■ QUOTED TEXT:
The NHL Official Guide & Record Book for the upcoming season was sent to the printer’s earlier this week. More on that in an upcoming post. For now, a story about my quirkiest contribution to this year’s Guide…
Godfrey Matheson is a name known only to hardcore fans of hockey obscurities. He was, very briefly, one of many coaches in the early history of the Chicago Blackhawks (then spelled Black Hawks). If you know the stories about him (and some of you will), you’re likely to know some variation of these:
- Matheson was from Winnipeg, home of Chicago’s star goaltender Charlie Gardiner.
- Matheson had little or no coaching experience when he was hired by Blackhawks owner Frederic McLaughlin after a chance meeting on a train.
- Matheson’s main claim to coaching fame was leading a Winnipeg high school team to a juvenile championship.
- Matheson devised a system of coaching the Blackhawks by whistle, which he would use to signal his players from behind the bench. One blast instructed the puck-carrier to pass; two toots meant shoot; three signalled a switch in defensive formation.
Strange as it sounds, most of these stories appear to be be true … except that Matheson never actually coached a regular-season game in his NHL career!
This picture appeared in the Chicago Tribune on October 15, 1931 with the story announcing the hiring of Godfrey Matheson. He appears at the far left, with the hat low over his eyes.

■ GIVEN EXERCISE A:
Reproduce the Godfrey Matheson text in full, word for word.
The text and the records are unrelated pieces of material.

■ TASK MATERIAL:
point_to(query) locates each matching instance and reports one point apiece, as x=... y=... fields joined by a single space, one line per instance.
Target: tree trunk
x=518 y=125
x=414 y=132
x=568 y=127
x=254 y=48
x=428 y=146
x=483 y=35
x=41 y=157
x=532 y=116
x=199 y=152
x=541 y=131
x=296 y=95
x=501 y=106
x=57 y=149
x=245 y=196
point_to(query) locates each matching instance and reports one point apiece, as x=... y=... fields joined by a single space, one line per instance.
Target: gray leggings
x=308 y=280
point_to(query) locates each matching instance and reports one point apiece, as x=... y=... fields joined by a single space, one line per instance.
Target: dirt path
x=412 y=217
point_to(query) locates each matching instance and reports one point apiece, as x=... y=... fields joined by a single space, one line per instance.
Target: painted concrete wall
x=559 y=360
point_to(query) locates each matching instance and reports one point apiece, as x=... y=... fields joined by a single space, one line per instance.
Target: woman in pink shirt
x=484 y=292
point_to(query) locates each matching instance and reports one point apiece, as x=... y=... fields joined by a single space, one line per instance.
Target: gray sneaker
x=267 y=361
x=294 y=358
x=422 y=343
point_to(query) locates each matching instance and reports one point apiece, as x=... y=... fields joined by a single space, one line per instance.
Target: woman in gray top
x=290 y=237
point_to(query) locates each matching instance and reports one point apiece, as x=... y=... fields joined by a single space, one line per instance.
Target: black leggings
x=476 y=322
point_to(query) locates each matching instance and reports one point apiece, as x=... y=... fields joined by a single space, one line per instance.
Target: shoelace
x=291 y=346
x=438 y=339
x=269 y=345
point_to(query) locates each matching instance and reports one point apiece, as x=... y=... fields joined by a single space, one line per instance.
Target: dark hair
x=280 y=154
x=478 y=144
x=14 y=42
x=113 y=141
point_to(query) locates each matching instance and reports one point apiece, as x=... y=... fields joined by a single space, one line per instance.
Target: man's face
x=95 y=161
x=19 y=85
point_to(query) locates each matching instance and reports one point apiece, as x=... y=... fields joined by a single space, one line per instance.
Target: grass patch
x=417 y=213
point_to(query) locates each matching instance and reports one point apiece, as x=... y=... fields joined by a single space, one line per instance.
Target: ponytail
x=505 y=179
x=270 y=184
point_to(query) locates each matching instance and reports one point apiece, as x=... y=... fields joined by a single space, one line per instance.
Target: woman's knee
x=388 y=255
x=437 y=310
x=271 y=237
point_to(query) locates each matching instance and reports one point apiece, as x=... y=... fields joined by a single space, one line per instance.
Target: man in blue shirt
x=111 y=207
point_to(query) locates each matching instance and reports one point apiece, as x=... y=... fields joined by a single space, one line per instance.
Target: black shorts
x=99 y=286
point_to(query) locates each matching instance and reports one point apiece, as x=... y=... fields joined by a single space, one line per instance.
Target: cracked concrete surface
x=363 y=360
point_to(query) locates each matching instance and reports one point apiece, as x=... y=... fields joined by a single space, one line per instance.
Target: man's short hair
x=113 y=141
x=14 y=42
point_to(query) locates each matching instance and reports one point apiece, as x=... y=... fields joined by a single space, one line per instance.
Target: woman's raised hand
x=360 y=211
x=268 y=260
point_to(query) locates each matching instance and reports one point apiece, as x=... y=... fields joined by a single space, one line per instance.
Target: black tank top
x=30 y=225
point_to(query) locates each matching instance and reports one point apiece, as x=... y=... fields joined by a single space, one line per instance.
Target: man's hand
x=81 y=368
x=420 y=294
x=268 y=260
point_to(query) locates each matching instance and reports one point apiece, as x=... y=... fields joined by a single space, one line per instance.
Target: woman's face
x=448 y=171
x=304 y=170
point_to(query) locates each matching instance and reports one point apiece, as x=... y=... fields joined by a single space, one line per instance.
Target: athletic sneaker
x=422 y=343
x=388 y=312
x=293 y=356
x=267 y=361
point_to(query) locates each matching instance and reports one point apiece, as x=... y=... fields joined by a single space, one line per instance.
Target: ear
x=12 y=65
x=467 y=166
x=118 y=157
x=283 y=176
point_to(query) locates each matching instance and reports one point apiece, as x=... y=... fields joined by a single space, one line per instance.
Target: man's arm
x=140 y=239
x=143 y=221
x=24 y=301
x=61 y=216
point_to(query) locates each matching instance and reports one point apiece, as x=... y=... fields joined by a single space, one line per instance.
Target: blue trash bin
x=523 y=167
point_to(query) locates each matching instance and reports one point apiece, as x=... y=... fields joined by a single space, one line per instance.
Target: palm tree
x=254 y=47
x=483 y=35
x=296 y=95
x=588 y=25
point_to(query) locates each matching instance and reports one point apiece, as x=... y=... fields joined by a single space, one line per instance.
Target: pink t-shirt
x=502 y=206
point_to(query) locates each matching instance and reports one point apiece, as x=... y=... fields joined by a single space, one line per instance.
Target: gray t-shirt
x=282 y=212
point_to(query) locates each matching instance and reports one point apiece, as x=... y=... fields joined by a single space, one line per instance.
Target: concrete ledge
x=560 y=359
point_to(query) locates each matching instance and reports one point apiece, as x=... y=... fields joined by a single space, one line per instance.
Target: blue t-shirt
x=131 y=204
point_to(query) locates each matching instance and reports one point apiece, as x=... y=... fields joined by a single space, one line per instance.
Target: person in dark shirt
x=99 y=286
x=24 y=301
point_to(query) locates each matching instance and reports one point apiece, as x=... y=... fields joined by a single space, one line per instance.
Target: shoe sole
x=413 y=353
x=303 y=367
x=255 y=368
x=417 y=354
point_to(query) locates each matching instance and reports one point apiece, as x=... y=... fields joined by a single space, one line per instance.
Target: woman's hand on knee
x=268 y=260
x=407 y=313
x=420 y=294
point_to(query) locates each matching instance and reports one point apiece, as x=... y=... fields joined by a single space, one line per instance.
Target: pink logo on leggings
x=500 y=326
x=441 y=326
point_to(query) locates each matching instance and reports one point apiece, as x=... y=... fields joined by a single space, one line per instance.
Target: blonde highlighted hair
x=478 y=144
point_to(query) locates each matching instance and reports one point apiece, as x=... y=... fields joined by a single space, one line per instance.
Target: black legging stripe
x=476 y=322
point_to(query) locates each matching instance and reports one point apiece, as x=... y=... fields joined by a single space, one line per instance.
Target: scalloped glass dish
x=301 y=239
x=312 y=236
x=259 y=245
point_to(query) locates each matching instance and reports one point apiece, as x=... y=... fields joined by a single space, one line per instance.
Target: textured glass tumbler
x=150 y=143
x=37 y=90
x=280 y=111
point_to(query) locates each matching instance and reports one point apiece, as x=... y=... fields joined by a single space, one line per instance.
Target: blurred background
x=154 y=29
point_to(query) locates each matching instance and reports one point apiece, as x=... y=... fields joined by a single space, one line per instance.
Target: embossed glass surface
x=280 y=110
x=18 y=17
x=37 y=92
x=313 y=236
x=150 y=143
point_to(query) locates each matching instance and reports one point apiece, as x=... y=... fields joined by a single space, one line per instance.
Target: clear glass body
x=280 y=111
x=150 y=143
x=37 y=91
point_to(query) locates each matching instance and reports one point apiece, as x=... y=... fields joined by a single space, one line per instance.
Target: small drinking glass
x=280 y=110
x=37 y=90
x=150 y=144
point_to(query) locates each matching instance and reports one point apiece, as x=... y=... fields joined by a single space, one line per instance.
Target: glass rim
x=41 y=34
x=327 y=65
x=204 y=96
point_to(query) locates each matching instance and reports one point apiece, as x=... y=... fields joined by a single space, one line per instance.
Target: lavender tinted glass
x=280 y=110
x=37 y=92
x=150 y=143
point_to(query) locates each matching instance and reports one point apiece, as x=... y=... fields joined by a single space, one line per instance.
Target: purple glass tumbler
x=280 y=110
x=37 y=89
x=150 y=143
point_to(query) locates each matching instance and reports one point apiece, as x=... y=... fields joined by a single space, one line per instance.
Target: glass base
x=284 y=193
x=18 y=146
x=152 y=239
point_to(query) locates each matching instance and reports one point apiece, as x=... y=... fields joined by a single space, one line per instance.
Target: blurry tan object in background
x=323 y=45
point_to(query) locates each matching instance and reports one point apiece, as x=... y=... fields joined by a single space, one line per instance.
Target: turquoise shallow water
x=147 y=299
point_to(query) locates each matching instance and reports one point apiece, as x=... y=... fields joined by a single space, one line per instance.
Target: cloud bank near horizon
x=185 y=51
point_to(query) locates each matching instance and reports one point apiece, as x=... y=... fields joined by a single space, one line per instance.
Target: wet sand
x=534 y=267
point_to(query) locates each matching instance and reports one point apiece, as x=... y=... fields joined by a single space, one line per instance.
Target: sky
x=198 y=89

■ GIVEN EXERCISE B:
Pull out every line of the records containing the string "pink", matching case exactly.

■ EXERCISE OUTPUT A:
The NHL Official Guide & Record Book for the upcoming season was sent to the printer’s earlier this week. More on that in an upcoming post. For now, a story about my quirkiest contribution to this year’s Guide…
Godfrey Matheson is a name known only to hardcore fans of hockey obscurities. He was, very briefly, one of many coaches in the early history of the Chicago Blackhawks (then spelled Black Hawks). If you know the stories about him (and some of you will), you’re likely to know some variation of these:
- Matheson was from Winnipeg, home of Chicago’s star goaltender Charlie Gardiner.
- Matheson had little or no coaching experience when he was hired by Blackhawks owner Frederic McLaughlin after a chance meeting on a train.
- Matheson’s main claim to coaching fame was leading a Winnipeg high school team to a juvenile championship.
- Matheson devised a system of coaching the Blackhawks by whistle, which he would use to signal his players from behind the bench. One blast instructed the puck-carrier to pass; two toots meant shoot; three signalled a switch in defensive formation.
Strange as it sounds, most of these stories appear to be be true … except that Matheson never actually coached a regular-season game in his NHL career!
This picture appeared in the Chicago Tribune on October 15, 1931 with the story announcing the hiring of Godfrey Matheson. He appears at the far left, with the hat low over his eyes.

■ EXERCISE OUTPUT B:
Target: woman in pink shirt
Target: pink t-shirt
Target: pink logo on leggings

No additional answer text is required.